Reproduce the lines verbatim, starting with the line that contains "Expected: a point placed on each instance of the wooden umbrella" and continuing through the last of the lines, both ends included.

"""

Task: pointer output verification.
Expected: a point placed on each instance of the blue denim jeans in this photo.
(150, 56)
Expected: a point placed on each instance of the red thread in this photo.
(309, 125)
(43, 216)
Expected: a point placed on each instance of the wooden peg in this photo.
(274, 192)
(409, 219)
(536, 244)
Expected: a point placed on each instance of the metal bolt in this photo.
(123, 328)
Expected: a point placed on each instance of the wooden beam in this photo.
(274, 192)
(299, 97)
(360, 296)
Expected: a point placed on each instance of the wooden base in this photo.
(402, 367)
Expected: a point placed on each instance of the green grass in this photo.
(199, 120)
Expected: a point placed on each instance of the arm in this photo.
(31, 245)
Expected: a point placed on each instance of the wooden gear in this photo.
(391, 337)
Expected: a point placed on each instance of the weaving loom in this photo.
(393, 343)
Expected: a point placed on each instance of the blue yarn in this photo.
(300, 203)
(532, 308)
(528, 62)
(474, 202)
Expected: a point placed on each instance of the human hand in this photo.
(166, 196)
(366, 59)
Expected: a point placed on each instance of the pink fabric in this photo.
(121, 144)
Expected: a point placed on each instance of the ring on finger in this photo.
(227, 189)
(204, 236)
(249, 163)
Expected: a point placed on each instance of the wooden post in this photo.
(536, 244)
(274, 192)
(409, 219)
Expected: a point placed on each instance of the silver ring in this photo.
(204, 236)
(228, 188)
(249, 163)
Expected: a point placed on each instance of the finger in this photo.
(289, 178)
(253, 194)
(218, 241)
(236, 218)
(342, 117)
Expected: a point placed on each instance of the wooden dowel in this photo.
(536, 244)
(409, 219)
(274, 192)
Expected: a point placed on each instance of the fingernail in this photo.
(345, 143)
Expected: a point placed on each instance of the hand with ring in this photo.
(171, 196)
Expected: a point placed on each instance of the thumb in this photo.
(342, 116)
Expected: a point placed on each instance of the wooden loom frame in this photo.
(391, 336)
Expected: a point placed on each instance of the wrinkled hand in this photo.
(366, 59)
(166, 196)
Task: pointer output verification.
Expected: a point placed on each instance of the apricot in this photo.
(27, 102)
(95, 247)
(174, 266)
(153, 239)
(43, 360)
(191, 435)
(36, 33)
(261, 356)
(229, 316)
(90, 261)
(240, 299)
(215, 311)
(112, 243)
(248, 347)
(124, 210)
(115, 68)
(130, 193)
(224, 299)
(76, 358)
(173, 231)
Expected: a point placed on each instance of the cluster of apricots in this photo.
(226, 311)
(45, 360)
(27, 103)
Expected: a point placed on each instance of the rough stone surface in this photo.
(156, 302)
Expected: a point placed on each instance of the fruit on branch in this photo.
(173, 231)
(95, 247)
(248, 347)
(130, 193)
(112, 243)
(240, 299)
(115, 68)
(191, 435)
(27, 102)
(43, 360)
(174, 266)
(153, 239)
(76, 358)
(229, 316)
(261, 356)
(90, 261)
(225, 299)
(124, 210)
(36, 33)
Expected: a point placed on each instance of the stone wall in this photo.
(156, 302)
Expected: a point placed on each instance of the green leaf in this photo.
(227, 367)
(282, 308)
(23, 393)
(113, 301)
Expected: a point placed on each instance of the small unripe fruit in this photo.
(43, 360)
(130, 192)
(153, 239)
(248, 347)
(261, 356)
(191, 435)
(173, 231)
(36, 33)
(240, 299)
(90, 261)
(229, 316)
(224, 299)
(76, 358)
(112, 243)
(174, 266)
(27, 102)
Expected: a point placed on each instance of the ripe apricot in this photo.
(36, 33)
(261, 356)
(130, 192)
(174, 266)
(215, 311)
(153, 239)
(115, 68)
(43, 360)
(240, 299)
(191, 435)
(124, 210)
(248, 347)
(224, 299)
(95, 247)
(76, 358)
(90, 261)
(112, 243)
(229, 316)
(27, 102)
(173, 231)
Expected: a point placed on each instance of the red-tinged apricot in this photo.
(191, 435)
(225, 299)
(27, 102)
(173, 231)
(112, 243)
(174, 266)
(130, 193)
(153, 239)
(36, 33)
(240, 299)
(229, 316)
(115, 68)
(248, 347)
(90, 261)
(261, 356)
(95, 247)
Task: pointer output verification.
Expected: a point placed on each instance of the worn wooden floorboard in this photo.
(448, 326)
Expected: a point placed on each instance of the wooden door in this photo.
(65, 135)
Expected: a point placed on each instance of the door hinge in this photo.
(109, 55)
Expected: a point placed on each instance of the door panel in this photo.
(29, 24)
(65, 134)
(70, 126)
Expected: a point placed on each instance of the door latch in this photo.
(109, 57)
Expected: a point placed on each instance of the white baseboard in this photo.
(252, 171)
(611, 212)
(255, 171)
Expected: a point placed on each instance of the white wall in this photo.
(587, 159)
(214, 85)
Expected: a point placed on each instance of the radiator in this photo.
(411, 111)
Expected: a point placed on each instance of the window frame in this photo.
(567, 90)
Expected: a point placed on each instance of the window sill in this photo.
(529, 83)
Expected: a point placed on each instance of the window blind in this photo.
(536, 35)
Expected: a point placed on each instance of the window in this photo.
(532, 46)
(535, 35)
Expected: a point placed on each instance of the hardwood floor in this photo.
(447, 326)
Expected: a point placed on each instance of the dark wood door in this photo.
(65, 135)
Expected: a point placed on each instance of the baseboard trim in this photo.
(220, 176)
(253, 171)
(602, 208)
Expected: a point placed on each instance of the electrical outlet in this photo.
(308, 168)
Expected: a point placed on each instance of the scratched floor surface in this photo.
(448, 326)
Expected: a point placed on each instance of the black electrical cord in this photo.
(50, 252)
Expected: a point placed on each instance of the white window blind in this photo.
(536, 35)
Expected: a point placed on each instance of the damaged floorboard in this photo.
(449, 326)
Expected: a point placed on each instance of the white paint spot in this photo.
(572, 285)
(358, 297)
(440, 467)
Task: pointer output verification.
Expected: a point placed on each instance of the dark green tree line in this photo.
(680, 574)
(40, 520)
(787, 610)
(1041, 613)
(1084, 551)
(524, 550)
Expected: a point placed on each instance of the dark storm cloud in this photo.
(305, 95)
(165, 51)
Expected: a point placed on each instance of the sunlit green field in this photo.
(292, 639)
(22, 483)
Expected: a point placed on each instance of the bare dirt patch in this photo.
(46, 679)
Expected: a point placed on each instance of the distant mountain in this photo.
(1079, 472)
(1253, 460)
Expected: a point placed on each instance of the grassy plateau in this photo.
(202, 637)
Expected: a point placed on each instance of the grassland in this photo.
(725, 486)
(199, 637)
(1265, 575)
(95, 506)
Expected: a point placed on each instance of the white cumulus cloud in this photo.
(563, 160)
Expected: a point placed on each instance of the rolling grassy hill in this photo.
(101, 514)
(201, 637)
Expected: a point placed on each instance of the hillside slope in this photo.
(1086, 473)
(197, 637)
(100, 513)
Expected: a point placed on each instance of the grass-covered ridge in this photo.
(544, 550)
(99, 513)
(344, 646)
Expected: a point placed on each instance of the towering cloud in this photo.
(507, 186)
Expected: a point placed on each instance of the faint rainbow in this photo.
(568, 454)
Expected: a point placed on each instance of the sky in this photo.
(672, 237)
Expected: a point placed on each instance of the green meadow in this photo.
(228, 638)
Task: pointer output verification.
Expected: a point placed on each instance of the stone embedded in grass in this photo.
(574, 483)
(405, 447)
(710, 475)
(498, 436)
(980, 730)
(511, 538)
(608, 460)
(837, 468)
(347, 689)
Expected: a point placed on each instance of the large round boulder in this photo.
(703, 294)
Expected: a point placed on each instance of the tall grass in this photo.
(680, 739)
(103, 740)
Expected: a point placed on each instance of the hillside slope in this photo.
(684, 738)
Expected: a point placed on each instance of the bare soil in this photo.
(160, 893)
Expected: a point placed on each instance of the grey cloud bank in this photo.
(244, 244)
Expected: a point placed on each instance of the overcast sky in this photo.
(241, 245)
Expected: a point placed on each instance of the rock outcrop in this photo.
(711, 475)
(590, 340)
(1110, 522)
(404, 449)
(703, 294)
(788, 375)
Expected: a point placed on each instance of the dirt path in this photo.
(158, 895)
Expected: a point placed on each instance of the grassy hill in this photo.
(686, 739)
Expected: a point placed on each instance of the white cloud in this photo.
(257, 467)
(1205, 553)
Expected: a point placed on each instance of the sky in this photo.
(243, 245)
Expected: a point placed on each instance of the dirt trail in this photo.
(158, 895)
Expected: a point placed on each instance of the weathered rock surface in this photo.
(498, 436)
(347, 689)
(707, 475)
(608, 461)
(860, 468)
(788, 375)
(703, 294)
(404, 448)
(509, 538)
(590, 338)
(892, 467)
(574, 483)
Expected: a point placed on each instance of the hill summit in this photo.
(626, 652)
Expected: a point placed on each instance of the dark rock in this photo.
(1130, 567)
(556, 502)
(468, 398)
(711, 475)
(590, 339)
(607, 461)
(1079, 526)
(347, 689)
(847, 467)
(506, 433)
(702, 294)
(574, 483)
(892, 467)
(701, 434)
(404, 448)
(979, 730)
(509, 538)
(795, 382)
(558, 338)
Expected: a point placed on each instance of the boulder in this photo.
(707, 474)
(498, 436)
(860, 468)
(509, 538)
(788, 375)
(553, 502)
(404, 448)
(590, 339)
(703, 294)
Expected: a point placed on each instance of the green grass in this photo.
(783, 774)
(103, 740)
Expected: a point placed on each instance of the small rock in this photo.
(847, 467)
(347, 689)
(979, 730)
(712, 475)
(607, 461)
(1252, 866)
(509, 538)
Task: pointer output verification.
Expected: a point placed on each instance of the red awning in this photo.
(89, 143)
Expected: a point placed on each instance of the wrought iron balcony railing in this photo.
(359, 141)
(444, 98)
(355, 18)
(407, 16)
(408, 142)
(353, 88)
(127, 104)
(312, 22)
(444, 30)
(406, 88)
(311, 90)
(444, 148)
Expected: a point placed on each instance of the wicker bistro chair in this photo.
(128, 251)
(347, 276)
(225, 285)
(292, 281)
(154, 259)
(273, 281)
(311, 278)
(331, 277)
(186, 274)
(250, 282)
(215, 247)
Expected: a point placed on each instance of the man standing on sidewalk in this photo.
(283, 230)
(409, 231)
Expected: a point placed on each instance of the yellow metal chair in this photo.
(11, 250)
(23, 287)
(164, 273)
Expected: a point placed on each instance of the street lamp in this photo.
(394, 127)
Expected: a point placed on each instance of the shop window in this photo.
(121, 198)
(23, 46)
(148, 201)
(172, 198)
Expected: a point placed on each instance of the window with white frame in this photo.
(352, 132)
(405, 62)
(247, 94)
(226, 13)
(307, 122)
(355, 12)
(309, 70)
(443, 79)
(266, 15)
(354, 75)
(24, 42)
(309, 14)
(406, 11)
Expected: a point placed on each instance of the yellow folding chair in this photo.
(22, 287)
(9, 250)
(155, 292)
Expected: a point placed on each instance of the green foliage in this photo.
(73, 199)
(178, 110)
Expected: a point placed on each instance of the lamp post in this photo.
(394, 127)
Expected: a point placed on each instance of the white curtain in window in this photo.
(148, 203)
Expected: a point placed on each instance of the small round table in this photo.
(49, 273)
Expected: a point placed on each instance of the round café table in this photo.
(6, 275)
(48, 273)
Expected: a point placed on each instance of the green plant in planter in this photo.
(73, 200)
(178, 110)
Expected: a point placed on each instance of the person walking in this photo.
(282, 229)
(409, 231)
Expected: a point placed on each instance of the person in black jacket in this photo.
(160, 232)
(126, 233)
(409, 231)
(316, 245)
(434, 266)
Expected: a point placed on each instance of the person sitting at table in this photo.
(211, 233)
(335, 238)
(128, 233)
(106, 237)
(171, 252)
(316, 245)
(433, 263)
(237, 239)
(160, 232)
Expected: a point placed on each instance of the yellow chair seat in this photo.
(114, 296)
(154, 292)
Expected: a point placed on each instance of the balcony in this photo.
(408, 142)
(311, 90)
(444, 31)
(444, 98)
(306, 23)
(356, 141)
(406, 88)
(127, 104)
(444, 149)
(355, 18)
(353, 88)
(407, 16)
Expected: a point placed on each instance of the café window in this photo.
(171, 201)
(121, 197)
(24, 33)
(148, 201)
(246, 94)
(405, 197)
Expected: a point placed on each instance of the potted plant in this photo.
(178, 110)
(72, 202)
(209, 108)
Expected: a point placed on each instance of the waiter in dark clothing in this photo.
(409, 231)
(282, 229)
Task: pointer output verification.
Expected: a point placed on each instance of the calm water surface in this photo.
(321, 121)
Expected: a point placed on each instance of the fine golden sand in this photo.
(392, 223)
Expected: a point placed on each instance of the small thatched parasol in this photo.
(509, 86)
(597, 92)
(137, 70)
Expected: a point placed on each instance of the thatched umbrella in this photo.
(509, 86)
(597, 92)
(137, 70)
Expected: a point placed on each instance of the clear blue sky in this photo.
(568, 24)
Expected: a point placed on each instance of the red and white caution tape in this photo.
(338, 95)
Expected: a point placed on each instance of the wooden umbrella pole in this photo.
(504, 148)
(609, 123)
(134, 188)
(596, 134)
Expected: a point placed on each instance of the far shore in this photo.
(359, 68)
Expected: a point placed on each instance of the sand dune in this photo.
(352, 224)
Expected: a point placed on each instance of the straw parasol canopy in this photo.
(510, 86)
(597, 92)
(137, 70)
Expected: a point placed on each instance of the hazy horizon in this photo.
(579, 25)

"""

§ **Solved problem**
Expected: a point placed on each instance of the wooden umbrella pole in this photo.
(504, 148)
(609, 123)
(134, 188)
(596, 134)
Expected: a point placed on each instance of the far shore in this photo.
(359, 68)
Expected: a point placed on each instance of the sand dune in this photo.
(352, 224)
Expected: a point placed on each instance of the straw parasol canopy in this photo.
(510, 86)
(597, 92)
(137, 70)
Expected: a point placed on each instance of the hazy horizon in this photo.
(579, 25)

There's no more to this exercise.